[start Exercise inputs]
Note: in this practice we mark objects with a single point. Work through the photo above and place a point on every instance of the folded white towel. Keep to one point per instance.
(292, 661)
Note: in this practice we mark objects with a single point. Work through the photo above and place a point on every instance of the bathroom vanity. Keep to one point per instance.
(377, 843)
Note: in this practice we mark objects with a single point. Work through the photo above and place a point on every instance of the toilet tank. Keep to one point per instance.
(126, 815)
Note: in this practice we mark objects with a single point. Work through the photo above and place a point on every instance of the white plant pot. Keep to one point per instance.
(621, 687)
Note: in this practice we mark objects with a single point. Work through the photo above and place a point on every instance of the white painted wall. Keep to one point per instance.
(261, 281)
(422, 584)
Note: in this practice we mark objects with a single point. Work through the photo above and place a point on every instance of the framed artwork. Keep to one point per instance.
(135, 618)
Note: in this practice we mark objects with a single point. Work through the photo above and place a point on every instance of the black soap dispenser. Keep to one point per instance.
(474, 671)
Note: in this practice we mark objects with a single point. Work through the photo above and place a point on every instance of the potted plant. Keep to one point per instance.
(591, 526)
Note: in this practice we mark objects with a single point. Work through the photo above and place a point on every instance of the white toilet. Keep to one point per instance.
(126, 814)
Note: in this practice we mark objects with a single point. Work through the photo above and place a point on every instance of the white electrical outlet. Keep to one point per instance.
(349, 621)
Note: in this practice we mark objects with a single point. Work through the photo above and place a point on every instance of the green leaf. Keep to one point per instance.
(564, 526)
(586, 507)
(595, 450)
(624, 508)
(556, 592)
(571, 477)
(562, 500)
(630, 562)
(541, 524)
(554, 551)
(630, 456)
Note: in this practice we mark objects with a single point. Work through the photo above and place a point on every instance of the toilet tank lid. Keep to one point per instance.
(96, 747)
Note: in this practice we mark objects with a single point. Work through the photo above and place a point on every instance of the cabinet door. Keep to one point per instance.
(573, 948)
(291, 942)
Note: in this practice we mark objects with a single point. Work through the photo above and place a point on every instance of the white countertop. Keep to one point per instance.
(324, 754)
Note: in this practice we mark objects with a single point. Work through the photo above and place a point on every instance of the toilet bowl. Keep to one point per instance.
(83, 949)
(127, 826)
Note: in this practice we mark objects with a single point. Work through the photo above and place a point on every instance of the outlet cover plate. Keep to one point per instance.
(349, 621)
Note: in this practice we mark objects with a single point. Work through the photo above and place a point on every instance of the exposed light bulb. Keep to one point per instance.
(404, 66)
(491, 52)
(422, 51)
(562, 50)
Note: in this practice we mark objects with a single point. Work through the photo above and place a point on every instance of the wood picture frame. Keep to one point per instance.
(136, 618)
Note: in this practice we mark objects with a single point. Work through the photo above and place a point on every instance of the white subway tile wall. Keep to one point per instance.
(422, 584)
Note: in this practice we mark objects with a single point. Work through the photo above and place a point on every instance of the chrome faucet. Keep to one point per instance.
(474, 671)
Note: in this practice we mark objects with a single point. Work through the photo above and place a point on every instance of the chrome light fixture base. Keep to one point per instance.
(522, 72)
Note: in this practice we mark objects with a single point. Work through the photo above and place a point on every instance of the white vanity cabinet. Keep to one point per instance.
[end Exercise inputs]
■ Requirements:
Copy each line of the data above without altering a single character.

■ Solution below:
Note: in this practice we mark objects with a single point. Work through the photo above and place a point on every instance of the folded white towel. Keep to one point per instance.
(292, 661)
Note: in this practice we mark objects with a single point. Work through the photo above and place a point on every instance of the bathroom vanity. Keep to one point per instance.
(377, 843)
Note: in this practice we mark objects with a single point. Work through the photo above and place a point on every instance of the toilet tank. Keep to one point per instance.
(126, 815)
Note: in this practice we mark objects with a single point. Work through the photo above and place a point on every instance of the white plant pot. Keep to one point per instance.
(621, 687)
Note: in this practice we mark objects with a single point. Work through the photo above and place a point on every instance of the white painted wall. Keep to one point per instance.
(261, 281)
(422, 584)
Note: in this practice we mark objects with a single point. Work through the photo above and place a point on every instance of the framed artwork. Keep to one point per instance.
(135, 618)
Note: in this practice we mark objects with a single point. Work through the photo above and place a point on every instance of the black soap dispenser. Keep to one point per instance.
(474, 671)
Note: in this practice we mark objects with a single point. Work through the photo above and place a point on every instance of the potted plant. Keep to one point per instance.
(591, 526)
Note: in this practice we mark objects with a single point. Work through the photo above and place a point on every instance of the white toilet. Keep to one point per instance.
(126, 814)
Note: in this practice we mark objects with a single point. Work through the photo above and place a point on every instance of the white electrical outlet. Keep to one point per instance.
(349, 621)
Note: in this practice we mark objects with a single point. Work through the photo above and place a point on every instance of the green leaf. Keep to one point per instance.
(564, 526)
(586, 507)
(595, 450)
(624, 508)
(556, 592)
(571, 477)
(562, 500)
(630, 562)
(541, 524)
(554, 551)
(630, 456)
Note: in this practice we mark objects with a single point. Work through the photo above and place a point on every instance of the toilet tank lid. Keep to one point per instance.
(96, 747)
Note: in this practice we mark objects with a single point. Work through the photo above and place a point on every instance of the cabinet door. Keep to one point per instance.
(573, 948)
(291, 942)
Note: in this practice we mark objects with a single point. Work through the photo above and place a point on every instance of the white countertop. Keep to one point per instance.
(324, 754)
Note: in this practice we mark objects with a single point. Work through the photo above and place a point on every instance of the toilet bowl. Keep to one point per instance.
(83, 949)
(127, 826)
Note: in this practice we mark objects with a single point. Work through the photo above and place a point on every instance of the outlet cover plate. Keep to one point per instance.
(349, 621)
Note: in this practice we mark objects with a single point. Work through the photo above and place a point on every instance of the exposed light bulb. Keep to one point per instance.
(404, 66)
(491, 52)
(422, 51)
(562, 50)
Note: in this practice we mark objects with a single point. Work through the photo above and place a point on every instance of the wood picture frame. Keep to one point per instance.
(136, 618)
Note: in this practice we mark objects with a single point. Work through the photo above and place a point on every instance of the white subway tile wall. Keep to one point per instance.
(422, 584)
Note: in this practice we mark objects with a single point. Work through the photo above and place a point on every instance of the chrome faucet. Keep to one point per instance.
(474, 671)
Note: in this practice we mark objects with a single point. Work through the photo above and place a point on every instance of the chrome light fixture base. Keep to one point per instance.
(522, 72)
Note: in this practice we mark objects with a single point. Work through the photo above and place a point on every instance of the white vanity cabinet. Keep to one point per instance.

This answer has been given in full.